[Begin Source passage]
Beyond transportation and mobility, the project showcases transferable skills highly relevant to industrial data science and economic analytics. It integrates experimental design, advanced econometrics, probabilistic modeling, heterogeneity analysis, and large-scale optimization-based estimation (via Python Biogeme and a tailored weighted maximum likelihood estimator). The ability to quantify trade-offs (time vs. cost), identify latent substitution structures, estimate willingness-to-pay, and model behavioral segmentation under uncertainty is directly applicable to pricing strategy, product design, market-entry analysis, demand forecasting, and policy evaluation in sectors such as energy, insurance, logistics, and digital platforms. The work reflects a capacity to translate complex behavioral data into structured decision-support models with clear economic interpretation and measurable strategic value.
This project investigates how women’s daily activity–travel behavior is shaped in a patriarchal developing-country context, using large-scale household travel survey data from three Iranian cities. Unlike conventional gender studies rooted in Western settings, this research explicitly models how marital status, employment status, household structure, and cultural constraints influence women’s joint decisions on daily activity patterns (DAP) and mode choice. The study addresses fundamental questions of gender equity, mobility access, and social participation, providing evidence-based insights for transportation policy, women-only transit services, safety planning, and activity-based demand modeling in societies where institutional and cultural norms significantly shape mobility freedom.
Methodologically, the study develops a joint two-level mixed nested Logit model, simultaneously estimating daily activity pattern choice and transportation mode choice. The lower layer models multimodal behavior (private car, taxi systems, bus, and combined access modes) with random parameters and error components to capture taste heterogeneity and inter-alternative correlation. The upper layer models nine empirically derived daily activity patterns, incorporating a logsum accessibility measure from the mode model to reflect behavioral interdependence. A jointly estimated common latent component captures household socio-economic influences (parental or spousal characteristics), enabling structural representation of marital and household constraints. The model is estimated using maximum simulated likelihood with scrambled Halton sequences, demonstrating strong statistical fit and robust behavioral interpretation. This framework positions the work at the frontier of discrete choice modeling, behavioral heterogeneity analysis, and activity-based transport modeling in complex socio-cultural environments.
Substantively, the results show that employment and marital status are the two dominant determinants of women’s mobility structure. Employment significantly increases car usage and raises value of time, while marital status and childcare responsibilities strongly constrain activity combinations. Parental and spousal education levels reduce restrictive patterns, revealing the role of social capital in mobility freedom. Work shifts, occupation type, workplace location (CBD vs. non-CBD), and presence of a business trip further restructure daily activity chains. The findings demonstrate that women’s mobility in developing countries is not merely a mobility outcome but a socio-economic equilibrium shaped by household structure, labor participation, and institutional norms (Transportation Planning and Technology - 2018 & Transportation Research Board 98th Annual Meeting - 2019).
[End Source passage]
[Begin Extracted records]
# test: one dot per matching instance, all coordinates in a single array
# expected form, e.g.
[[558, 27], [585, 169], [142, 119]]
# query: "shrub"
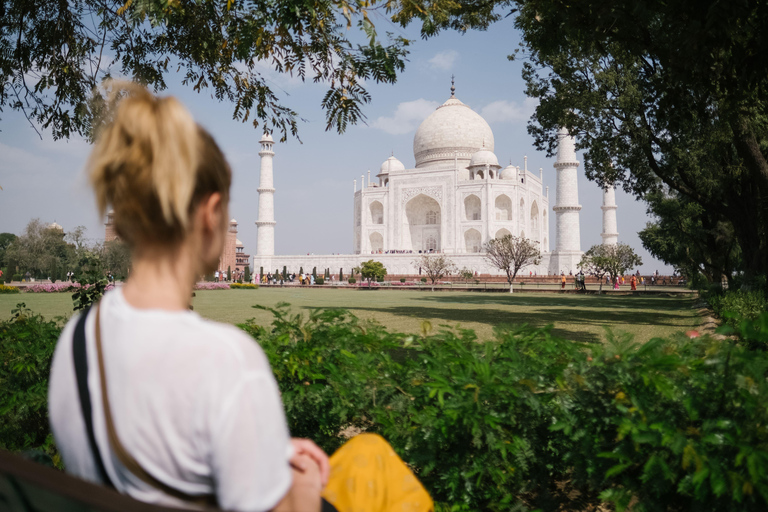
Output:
[[523, 420], [27, 342], [738, 304], [211, 286], [530, 420]]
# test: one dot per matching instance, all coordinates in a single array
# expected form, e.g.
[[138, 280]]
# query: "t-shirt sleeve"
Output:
[[251, 446]]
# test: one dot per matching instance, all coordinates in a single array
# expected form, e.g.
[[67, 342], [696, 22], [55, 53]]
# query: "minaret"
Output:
[[266, 223], [567, 252], [110, 233], [610, 232]]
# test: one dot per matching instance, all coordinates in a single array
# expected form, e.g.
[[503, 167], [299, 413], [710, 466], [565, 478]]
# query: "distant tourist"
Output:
[[201, 419]]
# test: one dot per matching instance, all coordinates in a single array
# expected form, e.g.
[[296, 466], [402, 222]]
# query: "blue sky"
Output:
[[313, 179]]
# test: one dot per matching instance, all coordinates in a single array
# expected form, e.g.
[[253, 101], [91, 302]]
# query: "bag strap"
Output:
[[125, 458], [81, 374]]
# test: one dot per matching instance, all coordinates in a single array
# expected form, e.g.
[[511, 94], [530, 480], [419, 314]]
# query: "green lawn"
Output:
[[574, 317]]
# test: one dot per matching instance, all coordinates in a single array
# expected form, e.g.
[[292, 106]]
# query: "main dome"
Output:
[[453, 131]]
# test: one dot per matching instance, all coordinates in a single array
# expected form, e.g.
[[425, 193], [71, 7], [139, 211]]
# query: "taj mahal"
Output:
[[455, 198]]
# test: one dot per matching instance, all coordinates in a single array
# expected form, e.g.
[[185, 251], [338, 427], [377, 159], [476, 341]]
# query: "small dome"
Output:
[[484, 157], [509, 173], [391, 164]]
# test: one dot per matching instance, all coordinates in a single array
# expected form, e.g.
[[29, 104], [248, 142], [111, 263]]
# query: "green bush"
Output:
[[738, 304], [530, 420], [26, 349], [524, 420]]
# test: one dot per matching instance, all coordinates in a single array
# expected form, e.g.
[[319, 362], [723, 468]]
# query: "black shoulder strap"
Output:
[[81, 373]]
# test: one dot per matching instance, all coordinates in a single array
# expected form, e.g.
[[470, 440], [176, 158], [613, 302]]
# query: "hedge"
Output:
[[523, 420], [244, 286]]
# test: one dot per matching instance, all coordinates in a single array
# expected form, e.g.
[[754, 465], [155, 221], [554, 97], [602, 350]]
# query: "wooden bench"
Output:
[[26, 486]]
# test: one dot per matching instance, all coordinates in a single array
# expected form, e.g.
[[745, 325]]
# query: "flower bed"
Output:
[[52, 287], [59, 287], [212, 286]]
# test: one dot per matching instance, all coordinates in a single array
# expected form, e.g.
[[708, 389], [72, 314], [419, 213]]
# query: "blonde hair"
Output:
[[153, 164]]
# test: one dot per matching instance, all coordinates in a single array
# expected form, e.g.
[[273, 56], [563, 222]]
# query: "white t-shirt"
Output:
[[193, 401]]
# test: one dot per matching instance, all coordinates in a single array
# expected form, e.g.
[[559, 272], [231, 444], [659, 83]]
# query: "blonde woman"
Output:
[[165, 406]]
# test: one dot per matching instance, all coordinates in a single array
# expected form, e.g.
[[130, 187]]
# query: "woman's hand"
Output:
[[308, 448]]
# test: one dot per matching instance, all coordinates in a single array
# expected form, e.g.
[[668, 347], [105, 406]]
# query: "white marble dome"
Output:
[[484, 157], [453, 131], [391, 164]]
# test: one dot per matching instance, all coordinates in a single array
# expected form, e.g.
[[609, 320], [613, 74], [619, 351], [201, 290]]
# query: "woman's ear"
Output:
[[211, 212]]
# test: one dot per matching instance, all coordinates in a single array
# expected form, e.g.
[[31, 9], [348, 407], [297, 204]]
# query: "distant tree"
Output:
[[511, 253], [662, 95], [691, 238], [40, 249], [612, 260], [6, 239], [435, 266], [371, 270], [466, 274], [116, 257]]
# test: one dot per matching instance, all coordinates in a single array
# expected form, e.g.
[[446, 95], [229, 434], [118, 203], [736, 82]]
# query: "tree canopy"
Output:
[[436, 266], [612, 260], [690, 237], [371, 270], [511, 253], [54, 54], [661, 96]]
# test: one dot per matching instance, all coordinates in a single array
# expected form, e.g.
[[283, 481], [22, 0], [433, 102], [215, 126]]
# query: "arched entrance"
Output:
[[377, 242], [472, 240], [503, 208], [472, 207], [377, 213], [422, 224]]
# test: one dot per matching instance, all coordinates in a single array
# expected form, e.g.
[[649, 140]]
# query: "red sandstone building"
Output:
[[233, 257]]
[End Extracted records]
- Parts of the exercise -
• A. Answer these questions using the project description:
(i) From how many Iranian cities does the household travel survey data come?
(ii) How many daily activity patterns does the upper layer of the model cover?
(iii) Which two factors are named as the dominant determinants of women's mobility structure?
• B. List every sector that the project description names as one where the skills apply.
• C. State whether each statement agrees with the project description, and support each answer with the text's own words.
(i) The model is estimated using maximum simulated likelihood with scrambled Halton sequences.
(ii) Employment decreases car usage among women.
(iii) Parental and spousal education levels increase restrictive patterns.
The material has no connection to the project description.

- Results in order -
• A.
(i) Three.
(ii) Nine.
(iii) Employment and marital status.

• B. Energy, insurance, logistics, digital platforms

• C.
(i) Yes: "The model is estimated using maximum simulated likelihood with scrambled Halton sequences"
(ii) No: "Employment significantly increases car usage and raises value of time"
(iii) No: "Parental and spousal education levels reduce restrictive patterns"